» **Extract**:
:::::

What was God doing 13 billion years before our big bang?
Our BB was possibly the explosion of a super massive black hole that created new time and space. No need to invent invisible people to explain it.
That doesn't matter either. Whether it was a black hole or a big bang, the laws of nature came into existence at the time space and time were created. Those laws predestined that beings that know and create would eventually arise. Check mate.
You keep saying pre destined. What do you mean? By who? How do you know?
 
You cannot dispute that the laws of nature are such that at the moment space and time came into existence, beings that know and create were pre-destined to eventually arise. Here is the proof you have been looking for. Maybe one day, you will realize that the exact moment you lost this argument was when you admitted that tangible items could be used as evidence. The reality is that the Bible correctly explains that the universe had a beginning and was created in steps. Science tells us that the universe did have a beginning and what we see today is a result of the evolution of matter and was a process that was done in steps. Subatomic particles evolved into hydrogen and helium. Hydrogen and helium formed cosmic structures. Supernovas created the other elements. Chemical evolution created all the compounds. Life mad the leap from inorganic matter to organic matter. Life made the leap from single cells to multi cells and to eventually beings that know and create. The laws of nature came into existence at the time space and time were created. Those laws predestined that beings that know and create would eventually arise. Check mate.
"You cannot dispute that the laws of nature are such that at the moment space and time came into existence, beings that know and create were pre-destined to eventually arise." Other than hindsight, you have nothing, admit it.
What was God doing 13 billion years before our big bang?
Our BB was possibly the explosion of a super massive black hole that created new time and space. No need to invent invisible people to explain it.

:::::

» **Recorded data**:
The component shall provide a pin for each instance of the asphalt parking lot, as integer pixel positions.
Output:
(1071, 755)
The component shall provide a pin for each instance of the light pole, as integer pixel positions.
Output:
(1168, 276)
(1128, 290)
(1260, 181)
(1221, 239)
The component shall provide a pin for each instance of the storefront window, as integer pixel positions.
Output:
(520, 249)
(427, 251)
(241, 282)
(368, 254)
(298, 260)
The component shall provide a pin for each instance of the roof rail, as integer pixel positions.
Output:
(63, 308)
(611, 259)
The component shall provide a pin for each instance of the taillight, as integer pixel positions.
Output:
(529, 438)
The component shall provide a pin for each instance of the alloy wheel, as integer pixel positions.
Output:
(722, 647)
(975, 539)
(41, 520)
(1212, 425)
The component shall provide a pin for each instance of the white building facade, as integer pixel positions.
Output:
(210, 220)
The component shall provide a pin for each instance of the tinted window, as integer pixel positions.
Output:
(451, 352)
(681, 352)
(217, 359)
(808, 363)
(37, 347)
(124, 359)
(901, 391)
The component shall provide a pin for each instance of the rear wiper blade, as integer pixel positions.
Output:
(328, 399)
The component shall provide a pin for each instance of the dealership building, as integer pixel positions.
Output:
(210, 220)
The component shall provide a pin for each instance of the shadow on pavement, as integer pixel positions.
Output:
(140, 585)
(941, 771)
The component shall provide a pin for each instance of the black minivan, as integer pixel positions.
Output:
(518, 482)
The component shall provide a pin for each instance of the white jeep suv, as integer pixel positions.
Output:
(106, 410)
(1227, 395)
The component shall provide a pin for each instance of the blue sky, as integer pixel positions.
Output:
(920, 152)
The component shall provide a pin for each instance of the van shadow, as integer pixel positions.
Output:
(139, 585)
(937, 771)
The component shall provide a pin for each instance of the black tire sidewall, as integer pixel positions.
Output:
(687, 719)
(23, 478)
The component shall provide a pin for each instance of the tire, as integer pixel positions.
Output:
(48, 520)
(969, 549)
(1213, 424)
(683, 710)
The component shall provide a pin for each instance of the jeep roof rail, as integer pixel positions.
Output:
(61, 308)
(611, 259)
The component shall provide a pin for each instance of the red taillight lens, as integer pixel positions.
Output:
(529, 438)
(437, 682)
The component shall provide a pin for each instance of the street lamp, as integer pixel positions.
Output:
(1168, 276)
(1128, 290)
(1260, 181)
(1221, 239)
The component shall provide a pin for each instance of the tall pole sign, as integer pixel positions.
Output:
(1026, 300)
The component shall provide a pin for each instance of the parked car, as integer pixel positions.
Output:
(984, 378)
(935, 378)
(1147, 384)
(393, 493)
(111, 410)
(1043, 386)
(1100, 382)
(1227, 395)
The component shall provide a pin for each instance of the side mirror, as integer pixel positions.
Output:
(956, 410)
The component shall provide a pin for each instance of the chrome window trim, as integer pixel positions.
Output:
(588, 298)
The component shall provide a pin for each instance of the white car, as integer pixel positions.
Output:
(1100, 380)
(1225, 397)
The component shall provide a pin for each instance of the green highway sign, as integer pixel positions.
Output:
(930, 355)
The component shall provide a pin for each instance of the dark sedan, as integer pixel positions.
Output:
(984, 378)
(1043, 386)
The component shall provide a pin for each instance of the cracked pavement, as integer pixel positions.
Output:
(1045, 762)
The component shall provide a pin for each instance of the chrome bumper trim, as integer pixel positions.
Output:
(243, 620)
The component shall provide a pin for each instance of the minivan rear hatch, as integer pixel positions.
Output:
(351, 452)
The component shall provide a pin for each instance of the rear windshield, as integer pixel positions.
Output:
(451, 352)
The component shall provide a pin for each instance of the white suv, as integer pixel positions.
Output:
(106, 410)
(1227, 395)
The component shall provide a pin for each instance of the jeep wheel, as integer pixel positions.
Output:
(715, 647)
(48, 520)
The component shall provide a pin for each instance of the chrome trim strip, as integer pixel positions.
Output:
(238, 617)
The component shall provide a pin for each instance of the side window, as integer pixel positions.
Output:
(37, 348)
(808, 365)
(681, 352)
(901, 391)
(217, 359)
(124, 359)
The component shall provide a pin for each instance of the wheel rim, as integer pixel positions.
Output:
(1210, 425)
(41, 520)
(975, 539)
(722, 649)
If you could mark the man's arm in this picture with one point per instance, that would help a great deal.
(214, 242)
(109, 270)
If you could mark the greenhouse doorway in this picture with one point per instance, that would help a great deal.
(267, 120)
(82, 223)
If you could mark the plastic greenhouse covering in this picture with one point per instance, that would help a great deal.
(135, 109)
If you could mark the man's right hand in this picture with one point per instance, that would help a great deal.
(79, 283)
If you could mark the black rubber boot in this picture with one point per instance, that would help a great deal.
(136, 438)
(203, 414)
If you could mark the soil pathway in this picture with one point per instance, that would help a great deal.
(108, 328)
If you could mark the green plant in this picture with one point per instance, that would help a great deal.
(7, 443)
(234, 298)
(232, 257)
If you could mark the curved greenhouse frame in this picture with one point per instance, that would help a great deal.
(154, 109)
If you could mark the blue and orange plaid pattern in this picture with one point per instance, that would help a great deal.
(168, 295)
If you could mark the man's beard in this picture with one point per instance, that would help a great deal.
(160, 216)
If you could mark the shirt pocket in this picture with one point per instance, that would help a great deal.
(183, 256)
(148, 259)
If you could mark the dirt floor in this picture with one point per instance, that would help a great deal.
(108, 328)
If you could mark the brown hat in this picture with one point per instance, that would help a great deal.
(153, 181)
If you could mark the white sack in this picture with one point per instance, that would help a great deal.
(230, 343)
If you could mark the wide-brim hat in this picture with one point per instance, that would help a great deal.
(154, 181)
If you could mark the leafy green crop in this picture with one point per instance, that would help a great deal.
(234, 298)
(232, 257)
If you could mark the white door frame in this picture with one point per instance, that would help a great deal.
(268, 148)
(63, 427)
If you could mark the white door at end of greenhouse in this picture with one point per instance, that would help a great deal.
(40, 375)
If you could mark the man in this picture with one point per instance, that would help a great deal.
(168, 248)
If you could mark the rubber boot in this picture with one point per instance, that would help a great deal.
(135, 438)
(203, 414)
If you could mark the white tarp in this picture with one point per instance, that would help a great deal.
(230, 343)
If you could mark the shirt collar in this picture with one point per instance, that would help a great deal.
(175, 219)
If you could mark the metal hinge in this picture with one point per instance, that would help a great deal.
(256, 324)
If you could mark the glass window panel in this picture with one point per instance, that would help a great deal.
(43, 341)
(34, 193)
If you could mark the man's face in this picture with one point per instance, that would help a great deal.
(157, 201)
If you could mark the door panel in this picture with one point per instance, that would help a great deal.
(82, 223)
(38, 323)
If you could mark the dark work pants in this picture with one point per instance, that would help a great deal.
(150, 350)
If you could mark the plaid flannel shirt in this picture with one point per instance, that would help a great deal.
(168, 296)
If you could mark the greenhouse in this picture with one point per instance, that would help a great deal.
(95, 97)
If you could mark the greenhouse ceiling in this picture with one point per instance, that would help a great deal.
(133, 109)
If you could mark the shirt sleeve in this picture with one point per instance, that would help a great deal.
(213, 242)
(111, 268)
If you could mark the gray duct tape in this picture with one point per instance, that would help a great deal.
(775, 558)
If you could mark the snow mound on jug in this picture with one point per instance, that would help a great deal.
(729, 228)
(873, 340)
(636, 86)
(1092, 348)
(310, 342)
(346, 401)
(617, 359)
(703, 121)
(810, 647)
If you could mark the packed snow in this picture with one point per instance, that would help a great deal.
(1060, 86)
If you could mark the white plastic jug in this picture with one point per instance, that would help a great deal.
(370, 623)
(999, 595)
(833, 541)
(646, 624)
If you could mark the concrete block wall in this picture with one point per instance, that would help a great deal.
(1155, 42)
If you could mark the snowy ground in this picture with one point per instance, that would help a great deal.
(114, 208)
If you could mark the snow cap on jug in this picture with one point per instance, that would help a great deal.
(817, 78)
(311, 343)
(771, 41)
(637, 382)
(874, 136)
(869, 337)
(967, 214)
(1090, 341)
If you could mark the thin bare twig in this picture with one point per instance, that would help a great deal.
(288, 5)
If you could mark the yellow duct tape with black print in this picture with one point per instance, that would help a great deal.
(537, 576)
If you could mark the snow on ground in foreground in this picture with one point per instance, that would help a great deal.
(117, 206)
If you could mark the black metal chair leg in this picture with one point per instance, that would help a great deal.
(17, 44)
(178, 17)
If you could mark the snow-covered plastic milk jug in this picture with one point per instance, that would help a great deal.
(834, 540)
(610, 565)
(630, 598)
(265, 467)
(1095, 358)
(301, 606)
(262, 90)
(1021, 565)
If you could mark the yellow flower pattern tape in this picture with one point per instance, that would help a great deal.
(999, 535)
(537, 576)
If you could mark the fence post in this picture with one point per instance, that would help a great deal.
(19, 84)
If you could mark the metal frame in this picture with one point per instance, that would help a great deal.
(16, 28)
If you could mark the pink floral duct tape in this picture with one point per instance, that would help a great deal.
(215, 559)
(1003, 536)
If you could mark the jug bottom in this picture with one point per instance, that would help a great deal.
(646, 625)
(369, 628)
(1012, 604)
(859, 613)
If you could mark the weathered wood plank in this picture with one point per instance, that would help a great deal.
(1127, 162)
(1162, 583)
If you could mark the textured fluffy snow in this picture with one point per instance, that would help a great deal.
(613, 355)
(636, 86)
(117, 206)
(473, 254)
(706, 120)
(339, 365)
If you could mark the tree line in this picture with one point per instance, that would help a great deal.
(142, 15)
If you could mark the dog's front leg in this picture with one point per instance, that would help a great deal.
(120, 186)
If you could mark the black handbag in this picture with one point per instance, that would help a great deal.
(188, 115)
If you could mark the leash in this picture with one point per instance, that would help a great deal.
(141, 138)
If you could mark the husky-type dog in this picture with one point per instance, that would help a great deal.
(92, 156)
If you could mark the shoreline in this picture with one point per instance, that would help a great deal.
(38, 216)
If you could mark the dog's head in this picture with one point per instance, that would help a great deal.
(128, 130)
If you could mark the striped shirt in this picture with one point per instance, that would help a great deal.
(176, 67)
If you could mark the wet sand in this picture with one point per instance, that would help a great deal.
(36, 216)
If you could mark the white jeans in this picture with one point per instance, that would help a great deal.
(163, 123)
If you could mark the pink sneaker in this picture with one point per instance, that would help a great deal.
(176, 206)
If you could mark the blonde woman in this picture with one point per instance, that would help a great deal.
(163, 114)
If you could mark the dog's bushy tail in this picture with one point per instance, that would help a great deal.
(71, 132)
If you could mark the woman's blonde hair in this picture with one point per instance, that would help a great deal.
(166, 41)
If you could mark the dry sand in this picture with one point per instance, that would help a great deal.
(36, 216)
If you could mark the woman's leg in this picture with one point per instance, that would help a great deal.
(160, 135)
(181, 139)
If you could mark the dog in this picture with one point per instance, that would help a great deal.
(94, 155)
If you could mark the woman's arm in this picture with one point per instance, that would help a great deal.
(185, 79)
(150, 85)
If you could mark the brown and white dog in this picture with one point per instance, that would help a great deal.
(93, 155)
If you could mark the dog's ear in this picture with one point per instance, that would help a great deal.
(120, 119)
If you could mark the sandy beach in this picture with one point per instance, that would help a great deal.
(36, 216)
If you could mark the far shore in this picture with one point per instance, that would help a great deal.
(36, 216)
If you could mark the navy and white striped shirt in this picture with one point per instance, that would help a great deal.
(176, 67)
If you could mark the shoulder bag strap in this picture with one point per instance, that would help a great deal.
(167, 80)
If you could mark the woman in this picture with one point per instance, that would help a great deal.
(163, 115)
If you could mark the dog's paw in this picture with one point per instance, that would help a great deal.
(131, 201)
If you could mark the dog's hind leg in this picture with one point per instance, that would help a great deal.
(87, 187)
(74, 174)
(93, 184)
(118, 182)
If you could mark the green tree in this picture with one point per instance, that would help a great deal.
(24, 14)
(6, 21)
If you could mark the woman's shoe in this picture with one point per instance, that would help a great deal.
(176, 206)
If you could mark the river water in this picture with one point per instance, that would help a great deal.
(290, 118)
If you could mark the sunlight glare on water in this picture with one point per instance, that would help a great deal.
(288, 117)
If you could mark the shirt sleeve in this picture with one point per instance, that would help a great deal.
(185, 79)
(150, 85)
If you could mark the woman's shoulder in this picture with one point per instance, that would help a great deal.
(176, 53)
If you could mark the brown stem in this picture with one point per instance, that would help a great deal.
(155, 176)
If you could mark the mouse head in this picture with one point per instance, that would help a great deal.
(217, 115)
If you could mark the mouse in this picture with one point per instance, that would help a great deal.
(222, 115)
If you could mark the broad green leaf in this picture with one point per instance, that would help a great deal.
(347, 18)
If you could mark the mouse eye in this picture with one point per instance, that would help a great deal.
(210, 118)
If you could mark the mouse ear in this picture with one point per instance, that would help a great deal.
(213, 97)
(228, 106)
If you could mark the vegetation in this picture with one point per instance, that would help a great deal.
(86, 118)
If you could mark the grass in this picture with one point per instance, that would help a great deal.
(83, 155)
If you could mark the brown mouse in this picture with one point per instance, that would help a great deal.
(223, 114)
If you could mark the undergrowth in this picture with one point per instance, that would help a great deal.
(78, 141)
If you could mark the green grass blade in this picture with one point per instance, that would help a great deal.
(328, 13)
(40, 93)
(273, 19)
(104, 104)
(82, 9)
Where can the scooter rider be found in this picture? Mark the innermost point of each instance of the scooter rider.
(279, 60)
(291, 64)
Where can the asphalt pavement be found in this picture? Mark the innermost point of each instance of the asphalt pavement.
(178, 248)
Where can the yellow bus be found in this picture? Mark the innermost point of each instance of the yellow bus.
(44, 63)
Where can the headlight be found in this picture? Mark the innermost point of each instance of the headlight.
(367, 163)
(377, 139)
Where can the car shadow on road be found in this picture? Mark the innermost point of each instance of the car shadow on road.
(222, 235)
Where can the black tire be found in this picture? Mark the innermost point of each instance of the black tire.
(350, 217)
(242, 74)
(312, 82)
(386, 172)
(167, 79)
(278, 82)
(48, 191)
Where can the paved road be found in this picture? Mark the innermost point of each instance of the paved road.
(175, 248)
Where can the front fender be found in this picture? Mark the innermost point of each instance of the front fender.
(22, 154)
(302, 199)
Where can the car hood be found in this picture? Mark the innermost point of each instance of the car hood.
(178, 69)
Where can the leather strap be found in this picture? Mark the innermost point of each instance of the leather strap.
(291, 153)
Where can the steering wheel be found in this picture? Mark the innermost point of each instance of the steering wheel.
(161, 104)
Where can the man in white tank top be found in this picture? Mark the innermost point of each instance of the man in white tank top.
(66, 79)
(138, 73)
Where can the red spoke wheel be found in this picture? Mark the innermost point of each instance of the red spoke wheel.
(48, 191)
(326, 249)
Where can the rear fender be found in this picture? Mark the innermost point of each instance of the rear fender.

:::::

» **Exercise**: Print the part of the big bang exchange from "That doesn't matter" to "do you know?", word for word.

» **Solved problem**:
That doesn't matter either. Whether it was a black hole or a big bang, the laws of nature came into existence at the time space and time were created. Those laws predestined that beings that know and create would eventually arise. Check mate.
You keep saying pre destined. What do you mean? By who? How do you know?